### Short exercise
Gather each line of the following data in which the string "building" appears, treating uppercase and lowercase letters as distinct.

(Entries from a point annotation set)
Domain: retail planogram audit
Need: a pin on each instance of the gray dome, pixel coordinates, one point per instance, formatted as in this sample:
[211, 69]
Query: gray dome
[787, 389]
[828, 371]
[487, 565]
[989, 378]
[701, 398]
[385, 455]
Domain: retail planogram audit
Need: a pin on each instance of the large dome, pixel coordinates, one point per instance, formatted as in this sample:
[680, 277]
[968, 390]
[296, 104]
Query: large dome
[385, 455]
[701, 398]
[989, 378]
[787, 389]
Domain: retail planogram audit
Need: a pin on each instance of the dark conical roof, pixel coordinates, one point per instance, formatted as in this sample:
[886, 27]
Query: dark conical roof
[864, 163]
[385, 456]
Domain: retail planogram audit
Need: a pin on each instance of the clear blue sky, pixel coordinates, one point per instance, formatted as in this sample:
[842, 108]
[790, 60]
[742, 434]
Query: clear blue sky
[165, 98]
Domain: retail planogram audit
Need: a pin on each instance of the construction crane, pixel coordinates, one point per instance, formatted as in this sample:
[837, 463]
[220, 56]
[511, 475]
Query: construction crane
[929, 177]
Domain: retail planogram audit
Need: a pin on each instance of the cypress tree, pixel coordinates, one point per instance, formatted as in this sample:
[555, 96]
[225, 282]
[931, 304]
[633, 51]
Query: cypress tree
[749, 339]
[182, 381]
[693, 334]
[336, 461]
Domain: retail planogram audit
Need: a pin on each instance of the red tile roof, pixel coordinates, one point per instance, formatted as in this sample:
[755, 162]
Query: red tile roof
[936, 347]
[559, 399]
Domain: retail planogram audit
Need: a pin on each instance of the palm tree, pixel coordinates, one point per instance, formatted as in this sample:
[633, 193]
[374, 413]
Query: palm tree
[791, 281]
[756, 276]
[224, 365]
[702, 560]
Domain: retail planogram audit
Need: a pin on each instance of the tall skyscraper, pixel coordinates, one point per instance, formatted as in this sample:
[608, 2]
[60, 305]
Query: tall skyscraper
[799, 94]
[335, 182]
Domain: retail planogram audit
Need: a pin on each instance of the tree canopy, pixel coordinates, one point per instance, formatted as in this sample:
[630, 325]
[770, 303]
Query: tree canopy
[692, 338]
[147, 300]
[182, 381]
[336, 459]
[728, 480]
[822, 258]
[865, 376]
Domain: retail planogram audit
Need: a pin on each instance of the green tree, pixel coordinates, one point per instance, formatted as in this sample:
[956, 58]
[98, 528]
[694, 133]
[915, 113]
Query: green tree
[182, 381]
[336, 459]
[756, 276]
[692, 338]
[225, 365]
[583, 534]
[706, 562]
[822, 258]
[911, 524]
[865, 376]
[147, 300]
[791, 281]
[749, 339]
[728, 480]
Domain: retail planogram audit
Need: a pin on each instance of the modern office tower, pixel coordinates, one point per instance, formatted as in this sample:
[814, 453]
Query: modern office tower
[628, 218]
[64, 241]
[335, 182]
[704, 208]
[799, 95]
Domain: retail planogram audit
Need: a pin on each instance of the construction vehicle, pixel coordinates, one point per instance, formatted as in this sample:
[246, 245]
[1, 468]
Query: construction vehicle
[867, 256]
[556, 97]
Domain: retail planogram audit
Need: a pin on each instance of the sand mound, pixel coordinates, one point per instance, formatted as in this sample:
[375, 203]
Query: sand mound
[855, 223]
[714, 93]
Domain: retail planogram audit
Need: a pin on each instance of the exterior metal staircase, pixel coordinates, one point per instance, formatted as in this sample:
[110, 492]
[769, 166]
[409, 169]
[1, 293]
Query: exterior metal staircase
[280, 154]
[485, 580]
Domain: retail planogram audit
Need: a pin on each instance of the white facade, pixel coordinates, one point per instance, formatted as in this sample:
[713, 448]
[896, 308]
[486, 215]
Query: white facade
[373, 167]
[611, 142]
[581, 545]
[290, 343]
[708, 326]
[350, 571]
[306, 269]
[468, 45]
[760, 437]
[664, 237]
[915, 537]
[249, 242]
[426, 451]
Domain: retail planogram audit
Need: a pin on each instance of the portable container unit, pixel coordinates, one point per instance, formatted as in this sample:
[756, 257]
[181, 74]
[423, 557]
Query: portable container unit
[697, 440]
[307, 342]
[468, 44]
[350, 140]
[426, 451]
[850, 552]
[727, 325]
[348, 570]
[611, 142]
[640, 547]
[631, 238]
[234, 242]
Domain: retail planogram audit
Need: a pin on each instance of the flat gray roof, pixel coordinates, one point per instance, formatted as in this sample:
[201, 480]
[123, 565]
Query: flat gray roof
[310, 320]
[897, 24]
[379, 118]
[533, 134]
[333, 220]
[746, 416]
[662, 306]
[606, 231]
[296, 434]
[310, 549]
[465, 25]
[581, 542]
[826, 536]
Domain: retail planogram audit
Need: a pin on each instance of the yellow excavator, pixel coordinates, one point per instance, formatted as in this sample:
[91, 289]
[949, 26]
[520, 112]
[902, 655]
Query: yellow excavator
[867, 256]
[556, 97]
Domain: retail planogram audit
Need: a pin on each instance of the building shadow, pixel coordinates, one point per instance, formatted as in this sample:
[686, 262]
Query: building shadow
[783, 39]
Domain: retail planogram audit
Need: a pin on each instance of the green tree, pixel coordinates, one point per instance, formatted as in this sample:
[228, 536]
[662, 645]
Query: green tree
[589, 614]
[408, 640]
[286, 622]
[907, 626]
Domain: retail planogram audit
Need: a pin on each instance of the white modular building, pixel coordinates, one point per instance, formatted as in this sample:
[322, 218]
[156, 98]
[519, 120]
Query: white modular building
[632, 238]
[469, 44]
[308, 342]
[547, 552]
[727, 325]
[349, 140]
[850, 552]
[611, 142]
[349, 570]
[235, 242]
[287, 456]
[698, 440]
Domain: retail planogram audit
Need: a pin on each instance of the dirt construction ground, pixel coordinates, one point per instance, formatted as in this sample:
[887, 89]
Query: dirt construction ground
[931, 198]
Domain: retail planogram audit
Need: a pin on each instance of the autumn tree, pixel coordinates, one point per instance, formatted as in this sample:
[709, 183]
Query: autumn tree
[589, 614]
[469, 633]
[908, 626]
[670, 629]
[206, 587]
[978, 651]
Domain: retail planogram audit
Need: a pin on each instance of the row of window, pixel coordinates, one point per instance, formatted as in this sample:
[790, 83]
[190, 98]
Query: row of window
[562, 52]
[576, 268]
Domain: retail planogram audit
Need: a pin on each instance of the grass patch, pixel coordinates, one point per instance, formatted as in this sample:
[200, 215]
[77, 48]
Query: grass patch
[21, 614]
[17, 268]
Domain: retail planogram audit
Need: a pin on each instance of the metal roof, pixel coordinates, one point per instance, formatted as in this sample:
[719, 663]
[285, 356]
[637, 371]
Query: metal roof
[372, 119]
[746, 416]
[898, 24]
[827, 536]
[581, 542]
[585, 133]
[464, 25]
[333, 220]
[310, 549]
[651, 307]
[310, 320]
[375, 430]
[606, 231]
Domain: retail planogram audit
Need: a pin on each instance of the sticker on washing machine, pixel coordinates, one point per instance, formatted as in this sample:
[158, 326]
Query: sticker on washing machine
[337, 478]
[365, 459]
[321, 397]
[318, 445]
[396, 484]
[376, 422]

### Expected answer
Need: a pin on each instance of the building shadow, pixel coordinates, one point per instance, formatted as in this sample:
Query: building shadow
Need: a pin on each instance of the white modular building, pixel coordinates, one point per instance, formatted as in this sample:
Query: white modular building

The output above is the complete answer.